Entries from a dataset
## START

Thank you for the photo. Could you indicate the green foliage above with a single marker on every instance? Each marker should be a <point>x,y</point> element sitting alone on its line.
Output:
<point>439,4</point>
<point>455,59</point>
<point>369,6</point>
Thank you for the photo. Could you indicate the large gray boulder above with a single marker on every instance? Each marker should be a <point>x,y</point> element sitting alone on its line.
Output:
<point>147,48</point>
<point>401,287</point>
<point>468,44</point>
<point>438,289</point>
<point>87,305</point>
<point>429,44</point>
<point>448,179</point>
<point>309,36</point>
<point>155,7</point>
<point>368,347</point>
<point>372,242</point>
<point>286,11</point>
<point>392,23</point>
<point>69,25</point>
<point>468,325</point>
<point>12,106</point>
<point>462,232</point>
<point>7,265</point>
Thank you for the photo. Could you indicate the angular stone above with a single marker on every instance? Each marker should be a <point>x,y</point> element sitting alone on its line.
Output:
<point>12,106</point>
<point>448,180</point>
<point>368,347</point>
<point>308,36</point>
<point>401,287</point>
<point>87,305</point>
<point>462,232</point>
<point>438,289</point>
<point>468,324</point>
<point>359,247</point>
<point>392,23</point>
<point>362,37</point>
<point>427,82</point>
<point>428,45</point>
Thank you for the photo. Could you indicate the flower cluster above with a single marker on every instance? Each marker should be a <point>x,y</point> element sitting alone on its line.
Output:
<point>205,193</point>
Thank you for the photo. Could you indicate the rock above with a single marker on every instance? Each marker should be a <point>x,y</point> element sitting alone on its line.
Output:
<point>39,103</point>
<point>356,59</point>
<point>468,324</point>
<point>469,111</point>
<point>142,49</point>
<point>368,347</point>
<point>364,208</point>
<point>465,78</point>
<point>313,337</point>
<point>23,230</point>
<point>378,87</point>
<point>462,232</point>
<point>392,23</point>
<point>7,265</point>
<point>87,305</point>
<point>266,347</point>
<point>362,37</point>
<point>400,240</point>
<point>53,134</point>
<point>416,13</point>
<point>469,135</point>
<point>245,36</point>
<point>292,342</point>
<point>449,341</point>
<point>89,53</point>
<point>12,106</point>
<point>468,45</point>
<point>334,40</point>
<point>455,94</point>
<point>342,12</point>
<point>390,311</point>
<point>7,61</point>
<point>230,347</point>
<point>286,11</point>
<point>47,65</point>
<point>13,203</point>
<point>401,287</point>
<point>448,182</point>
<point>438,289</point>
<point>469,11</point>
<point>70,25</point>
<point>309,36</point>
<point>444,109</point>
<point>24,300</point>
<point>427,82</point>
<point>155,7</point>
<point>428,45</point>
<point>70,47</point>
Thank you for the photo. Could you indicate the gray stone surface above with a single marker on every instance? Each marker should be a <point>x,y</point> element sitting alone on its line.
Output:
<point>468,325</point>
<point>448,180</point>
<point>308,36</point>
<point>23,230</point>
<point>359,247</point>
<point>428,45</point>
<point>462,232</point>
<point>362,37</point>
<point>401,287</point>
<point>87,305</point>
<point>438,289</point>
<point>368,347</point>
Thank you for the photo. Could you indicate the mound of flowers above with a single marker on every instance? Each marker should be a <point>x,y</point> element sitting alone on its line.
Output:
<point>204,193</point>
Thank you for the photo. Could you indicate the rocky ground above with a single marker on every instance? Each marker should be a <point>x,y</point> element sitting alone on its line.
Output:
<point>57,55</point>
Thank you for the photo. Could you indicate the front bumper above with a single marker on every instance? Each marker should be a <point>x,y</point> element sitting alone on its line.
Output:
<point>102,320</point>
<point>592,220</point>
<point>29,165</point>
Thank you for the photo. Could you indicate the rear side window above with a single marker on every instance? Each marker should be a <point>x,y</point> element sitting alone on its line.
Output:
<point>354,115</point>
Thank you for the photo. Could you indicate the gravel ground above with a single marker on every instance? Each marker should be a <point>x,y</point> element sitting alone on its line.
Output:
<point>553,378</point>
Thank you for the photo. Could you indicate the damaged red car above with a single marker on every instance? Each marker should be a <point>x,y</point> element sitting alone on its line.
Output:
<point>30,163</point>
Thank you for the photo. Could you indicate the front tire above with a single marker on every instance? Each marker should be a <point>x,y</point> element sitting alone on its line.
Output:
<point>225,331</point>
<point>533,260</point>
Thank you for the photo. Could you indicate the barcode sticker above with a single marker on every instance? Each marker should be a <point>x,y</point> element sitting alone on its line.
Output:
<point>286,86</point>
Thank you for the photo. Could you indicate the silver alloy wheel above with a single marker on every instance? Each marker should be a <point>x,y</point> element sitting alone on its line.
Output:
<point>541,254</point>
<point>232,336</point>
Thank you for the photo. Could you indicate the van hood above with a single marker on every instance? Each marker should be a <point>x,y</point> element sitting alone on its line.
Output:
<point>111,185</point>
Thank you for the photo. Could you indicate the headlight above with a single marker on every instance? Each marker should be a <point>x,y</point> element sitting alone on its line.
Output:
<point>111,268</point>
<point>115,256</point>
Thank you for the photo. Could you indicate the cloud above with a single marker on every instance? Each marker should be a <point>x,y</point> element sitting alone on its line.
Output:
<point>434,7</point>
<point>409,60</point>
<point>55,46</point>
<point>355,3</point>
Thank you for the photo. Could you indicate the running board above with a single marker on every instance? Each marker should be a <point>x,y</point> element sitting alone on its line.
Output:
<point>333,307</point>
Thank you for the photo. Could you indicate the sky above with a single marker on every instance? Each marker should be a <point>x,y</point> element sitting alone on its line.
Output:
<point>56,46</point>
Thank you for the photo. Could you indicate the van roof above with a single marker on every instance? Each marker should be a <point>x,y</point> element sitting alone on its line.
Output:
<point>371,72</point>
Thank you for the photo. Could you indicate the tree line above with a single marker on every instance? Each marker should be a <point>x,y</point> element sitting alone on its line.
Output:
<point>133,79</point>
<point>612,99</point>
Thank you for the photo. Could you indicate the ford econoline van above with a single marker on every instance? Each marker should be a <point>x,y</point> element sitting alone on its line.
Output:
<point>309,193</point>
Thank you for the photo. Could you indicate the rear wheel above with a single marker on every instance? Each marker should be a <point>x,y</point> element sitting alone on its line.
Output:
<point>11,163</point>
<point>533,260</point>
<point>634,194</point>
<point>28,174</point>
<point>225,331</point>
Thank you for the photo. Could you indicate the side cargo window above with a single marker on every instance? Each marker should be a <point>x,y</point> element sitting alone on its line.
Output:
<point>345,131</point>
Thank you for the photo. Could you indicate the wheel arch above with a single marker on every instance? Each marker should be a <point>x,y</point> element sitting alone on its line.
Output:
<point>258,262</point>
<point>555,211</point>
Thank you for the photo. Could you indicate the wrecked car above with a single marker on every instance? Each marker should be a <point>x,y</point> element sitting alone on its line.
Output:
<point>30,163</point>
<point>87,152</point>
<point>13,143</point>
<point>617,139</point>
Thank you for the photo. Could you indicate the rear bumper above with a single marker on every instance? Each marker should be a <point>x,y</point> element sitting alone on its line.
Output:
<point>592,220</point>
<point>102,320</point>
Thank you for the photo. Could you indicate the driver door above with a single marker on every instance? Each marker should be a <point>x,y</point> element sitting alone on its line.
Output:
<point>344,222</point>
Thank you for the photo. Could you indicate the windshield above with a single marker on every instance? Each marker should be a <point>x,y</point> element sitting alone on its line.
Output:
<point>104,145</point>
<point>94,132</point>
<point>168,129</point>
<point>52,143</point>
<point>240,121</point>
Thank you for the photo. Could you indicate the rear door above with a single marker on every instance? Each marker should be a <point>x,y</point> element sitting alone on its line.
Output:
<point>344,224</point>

## END

**EXERCISE:** Write the lines out exactly, from the one with "Thank you for the photo. Could you indicate the side" down to the last line of the listing, and leave out all others.

**THE SOLUTION:**
Thank you for the photo. Could you indicate the side cargo window above with a single marker on every instance? Each marker should be a <point>x,y</point> element sitting alone on its line.
Output:
<point>345,131</point>
Thank you for the photo. Could you indicate the wheel arch above with a single marker on every instance? Each marker should be a <point>x,y</point> element sitting alone on its line.
Output:
<point>258,262</point>
<point>555,211</point>
Thank you for the photo. Could you indicate the wrecked car above with a single marker on every instance? Each marker should be a <point>x,y</point> element sitting alone on its line.
Output:
<point>30,163</point>
<point>87,152</point>
<point>13,143</point>
<point>617,139</point>
Thank you for the photo. Could you indicate the rear bumper above with a single marker on every instance? Each marker should be a <point>x,y</point> element sitting alone on its line.
Output:
<point>592,220</point>
<point>102,320</point>
Thank you for the photo. Could you indicate the driver door above with a single marker on every instance? Each marker should be a <point>x,y</point> element sitting alone on its line.
Output:
<point>344,222</point>
Thank you for the photo. Could you indicate the windshield above with a single marker on every instance? Each marker should be a <point>x,y</point> element sitting alone on its line.
Output:
<point>104,145</point>
<point>94,132</point>
<point>168,129</point>
<point>52,143</point>
<point>240,121</point>
Thank you for the photo. Could you indicate the rear door above with a single marker on every instance? Each marker should be a <point>x,y</point> element sitting alone on its line.
Output:
<point>344,224</point>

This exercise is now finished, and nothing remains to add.